(Records from a dataset)
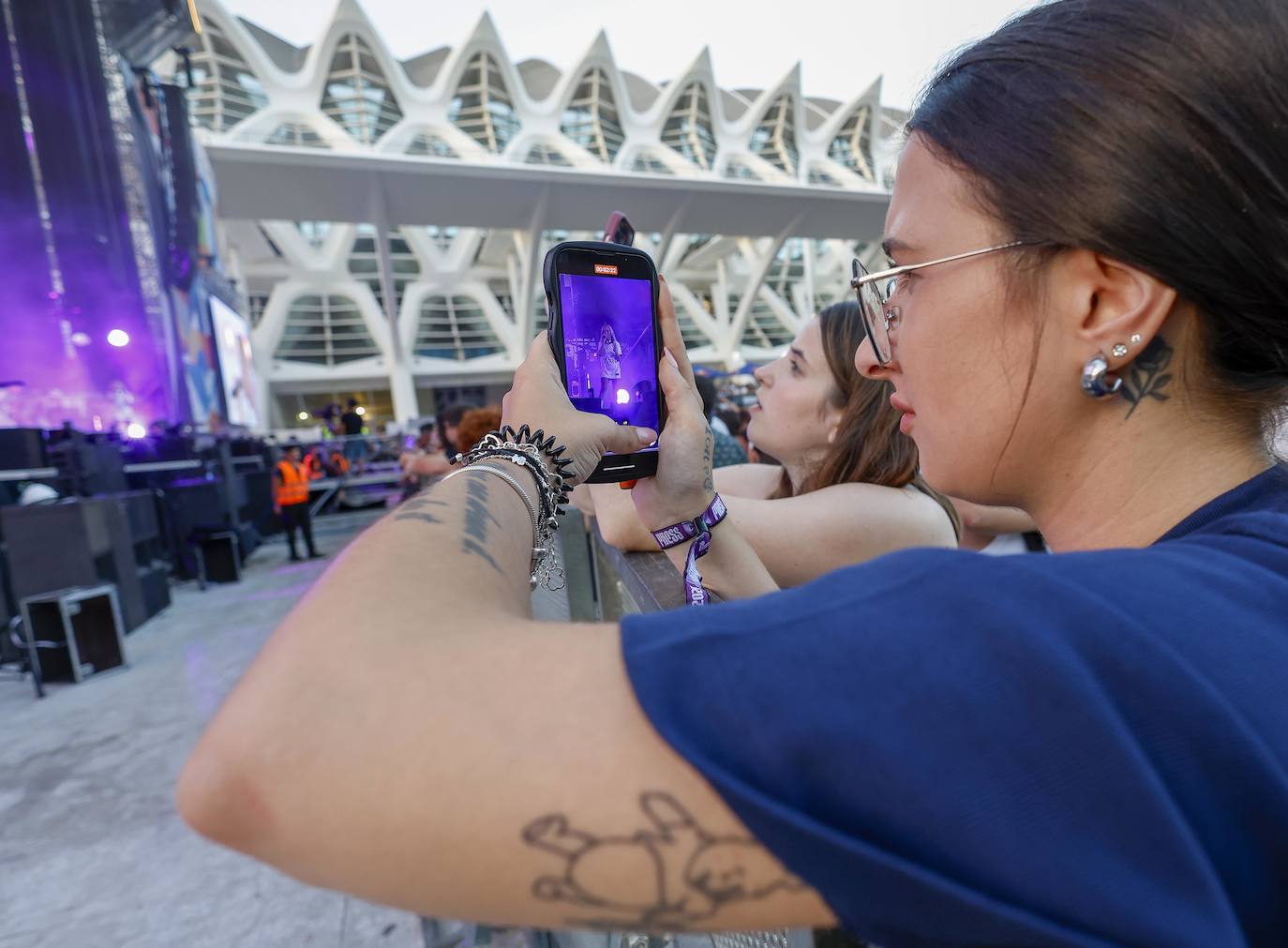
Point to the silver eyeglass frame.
(861, 278)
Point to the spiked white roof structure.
(388, 218)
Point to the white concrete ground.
(92, 850)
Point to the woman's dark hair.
(1156, 133)
(868, 447)
(474, 424)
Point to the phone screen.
(609, 355)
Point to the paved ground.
(92, 850)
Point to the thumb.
(626, 440)
(679, 393)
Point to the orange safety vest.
(292, 486)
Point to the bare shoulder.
(756, 481)
(919, 517)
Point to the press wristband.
(699, 531)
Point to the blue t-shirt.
(954, 750)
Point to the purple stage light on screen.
(608, 347)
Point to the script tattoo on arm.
(478, 516)
(679, 875)
(708, 459)
(413, 510)
(1149, 375)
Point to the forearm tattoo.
(1149, 375)
(708, 459)
(677, 874)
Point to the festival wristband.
(699, 531)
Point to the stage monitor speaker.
(22, 448)
(74, 542)
(142, 30)
(155, 583)
(259, 502)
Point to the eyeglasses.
(876, 289)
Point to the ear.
(832, 417)
(1116, 306)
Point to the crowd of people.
(1081, 331)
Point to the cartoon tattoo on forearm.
(662, 879)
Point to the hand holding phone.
(607, 341)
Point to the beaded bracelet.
(531, 450)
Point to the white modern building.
(386, 219)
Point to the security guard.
(292, 500)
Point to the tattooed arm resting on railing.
(409, 733)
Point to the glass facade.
(454, 327)
(226, 89)
(592, 119)
(544, 154)
(430, 144)
(357, 94)
(774, 140)
(324, 330)
(688, 129)
(853, 145)
(296, 134)
(365, 264)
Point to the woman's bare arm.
(410, 736)
(799, 538)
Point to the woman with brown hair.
(846, 487)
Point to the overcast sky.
(843, 44)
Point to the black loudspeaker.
(197, 506)
(22, 448)
(155, 585)
(83, 542)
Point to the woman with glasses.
(1090, 237)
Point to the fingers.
(541, 354)
(681, 395)
(670, 324)
(625, 440)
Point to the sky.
(843, 44)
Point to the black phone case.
(613, 468)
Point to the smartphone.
(607, 340)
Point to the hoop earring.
(1096, 379)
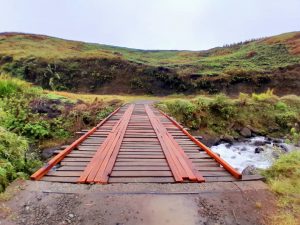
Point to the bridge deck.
(137, 143)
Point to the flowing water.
(242, 154)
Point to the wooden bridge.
(137, 144)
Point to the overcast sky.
(152, 24)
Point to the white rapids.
(242, 154)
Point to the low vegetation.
(265, 114)
(64, 65)
(32, 119)
(284, 179)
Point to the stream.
(259, 152)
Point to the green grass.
(219, 114)
(21, 126)
(283, 178)
(270, 53)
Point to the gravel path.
(41, 203)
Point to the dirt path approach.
(39, 203)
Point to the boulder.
(258, 150)
(227, 138)
(249, 170)
(246, 132)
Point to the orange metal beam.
(100, 166)
(181, 166)
(228, 167)
(42, 171)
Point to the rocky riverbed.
(256, 152)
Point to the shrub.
(286, 119)
(184, 111)
(13, 159)
(266, 96)
(10, 86)
(221, 106)
(284, 179)
(281, 106)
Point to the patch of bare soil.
(41, 203)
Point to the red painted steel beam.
(227, 166)
(179, 163)
(42, 171)
(98, 168)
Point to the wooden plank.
(141, 180)
(141, 163)
(141, 168)
(60, 179)
(141, 174)
(64, 173)
(56, 159)
(71, 168)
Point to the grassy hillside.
(70, 65)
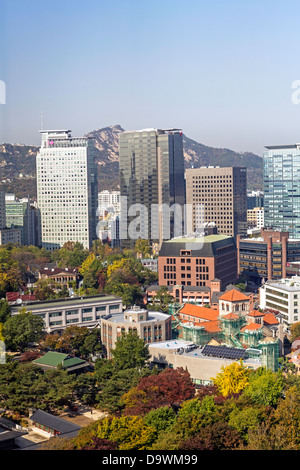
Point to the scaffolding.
(266, 349)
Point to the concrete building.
(282, 295)
(79, 311)
(267, 256)
(282, 188)
(217, 195)
(151, 182)
(67, 189)
(22, 215)
(255, 217)
(148, 325)
(201, 366)
(198, 261)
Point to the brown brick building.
(198, 262)
(217, 195)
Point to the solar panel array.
(224, 352)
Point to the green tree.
(22, 329)
(265, 387)
(5, 311)
(130, 352)
(143, 247)
(232, 379)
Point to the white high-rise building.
(66, 189)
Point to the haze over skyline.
(220, 71)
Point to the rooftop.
(233, 296)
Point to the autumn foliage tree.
(232, 379)
(168, 388)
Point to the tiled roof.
(251, 327)
(270, 319)
(234, 295)
(200, 312)
(230, 316)
(209, 326)
(256, 313)
(53, 422)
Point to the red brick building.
(198, 261)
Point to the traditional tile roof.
(270, 319)
(54, 359)
(251, 327)
(234, 295)
(255, 313)
(53, 422)
(209, 326)
(199, 312)
(231, 316)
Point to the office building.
(2, 210)
(78, 311)
(283, 296)
(198, 261)
(255, 199)
(217, 195)
(255, 217)
(151, 182)
(108, 201)
(148, 325)
(7, 235)
(22, 215)
(267, 256)
(67, 189)
(282, 188)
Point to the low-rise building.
(267, 256)
(282, 296)
(149, 325)
(198, 361)
(198, 261)
(80, 311)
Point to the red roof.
(230, 316)
(256, 313)
(199, 312)
(234, 295)
(251, 327)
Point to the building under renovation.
(234, 325)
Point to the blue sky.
(220, 70)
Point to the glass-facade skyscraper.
(151, 178)
(282, 188)
(67, 189)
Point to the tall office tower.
(217, 195)
(67, 189)
(151, 183)
(282, 188)
(2, 210)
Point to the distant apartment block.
(67, 189)
(267, 256)
(151, 177)
(22, 215)
(255, 199)
(282, 295)
(255, 217)
(217, 195)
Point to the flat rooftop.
(65, 302)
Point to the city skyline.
(224, 73)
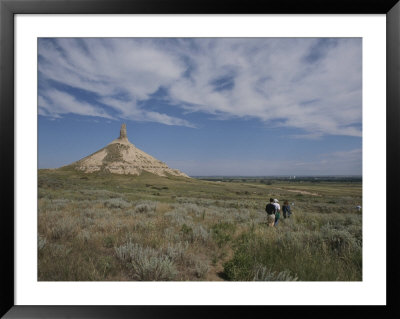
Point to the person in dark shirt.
(286, 209)
(271, 210)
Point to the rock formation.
(122, 157)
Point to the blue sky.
(206, 106)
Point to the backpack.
(270, 209)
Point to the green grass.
(189, 229)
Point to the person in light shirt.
(278, 211)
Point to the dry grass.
(116, 228)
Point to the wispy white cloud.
(310, 84)
(335, 163)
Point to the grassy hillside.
(115, 227)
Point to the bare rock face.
(122, 132)
(122, 157)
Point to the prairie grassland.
(119, 228)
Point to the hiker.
(271, 210)
(278, 211)
(286, 209)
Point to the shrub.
(116, 203)
(263, 273)
(200, 234)
(176, 252)
(41, 242)
(146, 263)
(222, 232)
(147, 208)
(65, 227)
(201, 269)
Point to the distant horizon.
(205, 106)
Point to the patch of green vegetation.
(187, 225)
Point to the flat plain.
(109, 227)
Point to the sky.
(205, 106)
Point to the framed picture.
(67, 66)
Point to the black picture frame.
(9, 8)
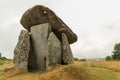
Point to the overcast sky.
(96, 23)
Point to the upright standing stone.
(39, 35)
(54, 50)
(31, 59)
(21, 51)
(67, 53)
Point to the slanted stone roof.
(40, 14)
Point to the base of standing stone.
(67, 53)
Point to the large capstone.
(21, 52)
(54, 50)
(40, 14)
(67, 53)
(39, 35)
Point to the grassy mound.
(73, 71)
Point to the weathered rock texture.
(67, 53)
(21, 52)
(54, 50)
(40, 14)
(39, 35)
(47, 43)
(32, 58)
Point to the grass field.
(76, 71)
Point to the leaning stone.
(40, 14)
(54, 50)
(39, 35)
(67, 53)
(21, 51)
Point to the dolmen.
(45, 42)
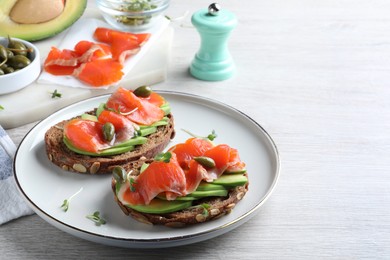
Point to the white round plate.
(45, 186)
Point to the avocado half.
(34, 32)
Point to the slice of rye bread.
(218, 206)
(62, 156)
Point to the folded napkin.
(83, 29)
(12, 205)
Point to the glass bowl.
(23, 77)
(132, 15)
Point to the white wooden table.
(315, 75)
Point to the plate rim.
(91, 236)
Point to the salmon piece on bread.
(80, 144)
(164, 191)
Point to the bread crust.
(218, 207)
(59, 154)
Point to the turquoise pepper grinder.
(213, 61)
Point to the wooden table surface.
(315, 75)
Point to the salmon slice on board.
(136, 109)
(61, 62)
(99, 72)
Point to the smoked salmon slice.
(99, 72)
(159, 177)
(193, 147)
(88, 135)
(85, 135)
(136, 109)
(124, 44)
(90, 51)
(85, 62)
(180, 178)
(61, 62)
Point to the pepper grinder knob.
(213, 61)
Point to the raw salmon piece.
(85, 135)
(159, 177)
(124, 128)
(90, 51)
(61, 62)
(194, 175)
(123, 44)
(193, 147)
(102, 34)
(134, 108)
(99, 72)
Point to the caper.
(143, 91)
(3, 55)
(17, 47)
(8, 70)
(3, 52)
(10, 54)
(108, 131)
(205, 161)
(119, 174)
(19, 61)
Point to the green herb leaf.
(205, 207)
(163, 157)
(55, 94)
(65, 204)
(132, 182)
(210, 137)
(95, 217)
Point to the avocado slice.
(158, 206)
(33, 32)
(231, 180)
(206, 186)
(209, 193)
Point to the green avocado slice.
(73, 10)
(229, 180)
(158, 206)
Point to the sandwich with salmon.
(130, 126)
(193, 182)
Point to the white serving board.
(34, 102)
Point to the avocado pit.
(36, 11)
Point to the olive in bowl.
(19, 64)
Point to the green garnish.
(136, 6)
(163, 157)
(132, 182)
(95, 217)
(55, 94)
(210, 137)
(205, 207)
(65, 204)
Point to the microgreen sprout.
(95, 217)
(65, 204)
(163, 157)
(210, 137)
(205, 207)
(132, 182)
(56, 94)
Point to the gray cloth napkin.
(12, 205)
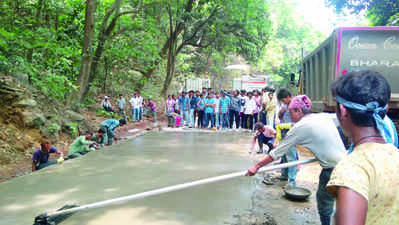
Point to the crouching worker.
(264, 135)
(318, 133)
(109, 126)
(80, 146)
(98, 139)
(40, 156)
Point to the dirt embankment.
(26, 117)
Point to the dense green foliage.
(75, 50)
(379, 12)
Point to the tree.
(380, 12)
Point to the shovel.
(56, 217)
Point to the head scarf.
(300, 101)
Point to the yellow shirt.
(372, 170)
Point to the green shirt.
(79, 145)
(98, 140)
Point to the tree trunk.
(86, 53)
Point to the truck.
(350, 49)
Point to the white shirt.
(245, 100)
(140, 99)
(318, 133)
(135, 103)
(217, 100)
(250, 106)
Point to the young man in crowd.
(365, 182)
(264, 135)
(209, 110)
(193, 105)
(284, 96)
(98, 139)
(318, 133)
(80, 146)
(121, 106)
(217, 110)
(271, 109)
(234, 109)
(264, 102)
(250, 109)
(224, 110)
(41, 156)
(243, 100)
(106, 104)
(152, 109)
(184, 107)
(109, 127)
(201, 112)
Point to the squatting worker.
(366, 181)
(318, 133)
(41, 156)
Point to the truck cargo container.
(350, 49)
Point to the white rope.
(175, 188)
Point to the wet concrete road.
(147, 162)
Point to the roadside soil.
(22, 164)
(271, 207)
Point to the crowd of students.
(224, 110)
(363, 180)
(82, 145)
(139, 106)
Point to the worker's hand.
(252, 170)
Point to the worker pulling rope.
(54, 217)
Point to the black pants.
(233, 116)
(248, 121)
(201, 114)
(196, 113)
(263, 117)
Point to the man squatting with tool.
(318, 133)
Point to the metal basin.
(297, 193)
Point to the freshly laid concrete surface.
(148, 162)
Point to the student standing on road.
(284, 96)
(217, 110)
(209, 110)
(121, 106)
(271, 109)
(264, 135)
(109, 126)
(234, 109)
(135, 102)
(140, 104)
(196, 108)
(170, 109)
(41, 156)
(318, 133)
(80, 146)
(249, 111)
(193, 106)
(365, 183)
(106, 104)
(243, 100)
(201, 112)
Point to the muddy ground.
(22, 164)
(271, 207)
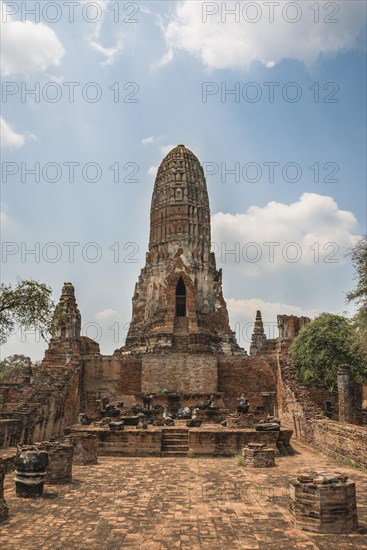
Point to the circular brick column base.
(323, 503)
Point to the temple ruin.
(180, 385)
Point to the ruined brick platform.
(191, 504)
(208, 440)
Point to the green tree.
(27, 304)
(12, 366)
(359, 294)
(322, 346)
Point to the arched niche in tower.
(180, 298)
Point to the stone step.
(173, 454)
(174, 442)
(174, 448)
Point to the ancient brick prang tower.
(178, 302)
(66, 323)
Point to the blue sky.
(162, 63)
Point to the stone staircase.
(175, 442)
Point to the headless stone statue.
(243, 406)
(142, 422)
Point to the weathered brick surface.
(167, 503)
(227, 443)
(324, 507)
(130, 443)
(248, 375)
(60, 461)
(3, 506)
(345, 440)
(85, 447)
(182, 372)
(257, 455)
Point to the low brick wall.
(345, 440)
(129, 443)
(85, 447)
(227, 443)
(60, 461)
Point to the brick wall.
(345, 440)
(179, 372)
(228, 443)
(113, 376)
(248, 375)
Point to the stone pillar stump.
(323, 503)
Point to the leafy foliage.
(27, 304)
(359, 294)
(11, 366)
(322, 346)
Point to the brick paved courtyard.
(163, 503)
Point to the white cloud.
(106, 314)
(8, 137)
(242, 316)
(315, 223)
(4, 218)
(28, 47)
(227, 44)
(94, 38)
(164, 60)
(152, 171)
(147, 140)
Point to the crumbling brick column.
(85, 447)
(258, 455)
(323, 503)
(344, 395)
(3, 506)
(60, 461)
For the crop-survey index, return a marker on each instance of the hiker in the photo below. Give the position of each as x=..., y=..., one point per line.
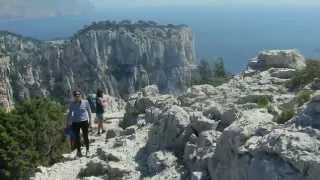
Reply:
x=79, y=117
x=100, y=105
x=69, y=133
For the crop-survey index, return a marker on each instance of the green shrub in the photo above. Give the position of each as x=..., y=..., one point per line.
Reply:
x=303, y=96
x=31, y=134
x=263, y=102
x=285, y=116
x=304, y=76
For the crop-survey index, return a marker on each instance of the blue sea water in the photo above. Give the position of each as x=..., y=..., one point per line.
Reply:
x=236, y=34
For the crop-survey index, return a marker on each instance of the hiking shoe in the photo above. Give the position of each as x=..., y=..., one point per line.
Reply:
x=79, y=154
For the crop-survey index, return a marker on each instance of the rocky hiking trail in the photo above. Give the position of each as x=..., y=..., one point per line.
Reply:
x=107, y=153
x=229, y=132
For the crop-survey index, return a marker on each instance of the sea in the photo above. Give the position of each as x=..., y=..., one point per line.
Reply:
x=234, y=33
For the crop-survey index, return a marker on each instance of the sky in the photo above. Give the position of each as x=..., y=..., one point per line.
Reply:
x=104, y=3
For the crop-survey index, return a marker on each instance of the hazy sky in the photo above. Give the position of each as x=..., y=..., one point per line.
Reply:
x=100, y=3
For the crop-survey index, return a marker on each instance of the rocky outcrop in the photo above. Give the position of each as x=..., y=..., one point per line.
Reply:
x=6, y=94
x=117, y=58
x=278, y=59
x=229, y=132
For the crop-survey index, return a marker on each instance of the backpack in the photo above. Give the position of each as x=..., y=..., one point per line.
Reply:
x=99, y=106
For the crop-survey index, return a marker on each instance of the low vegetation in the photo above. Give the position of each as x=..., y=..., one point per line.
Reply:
x=31, y=134
x=126, y=24
x=211, y=72
x=305, y=76
x=285, y=116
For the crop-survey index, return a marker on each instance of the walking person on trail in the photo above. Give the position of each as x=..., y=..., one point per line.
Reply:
x=79, y=117
x=100, y=106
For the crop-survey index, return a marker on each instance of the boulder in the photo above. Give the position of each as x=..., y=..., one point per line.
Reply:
x=278, y=59
x=311, y=115
x=316, y=84
x=200, y=123
x=129, y=131
x=197, y=175
x=172, y=131
x=282, y=73
x=152, y=115
x=114, y=132
x=94, y=167
x=161, y=160
x=197, y=152
x=233, y=147
x=150, y=90
x=117, y=170
x=108, y=156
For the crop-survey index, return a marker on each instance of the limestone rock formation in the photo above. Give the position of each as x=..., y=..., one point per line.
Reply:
x=118, y=58
x=229, y=132
x=279, y=59
x=158, y=161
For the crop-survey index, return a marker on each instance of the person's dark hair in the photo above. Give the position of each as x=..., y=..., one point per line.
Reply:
x=76, y=93
x=99, y=93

Activity: Locate the word "trail" in the records and collect each line it appears in.

Expected answer:
For the crop-survey index, return a marker on each instance of the rocky hiking trail in the photo above. Give the position of each as x=..., y=..., one point per line.
For the crop-survey index, return a marker on each instance of the walking person on trail in the photo above. Give the position of each as x=..., y=..., one point per line.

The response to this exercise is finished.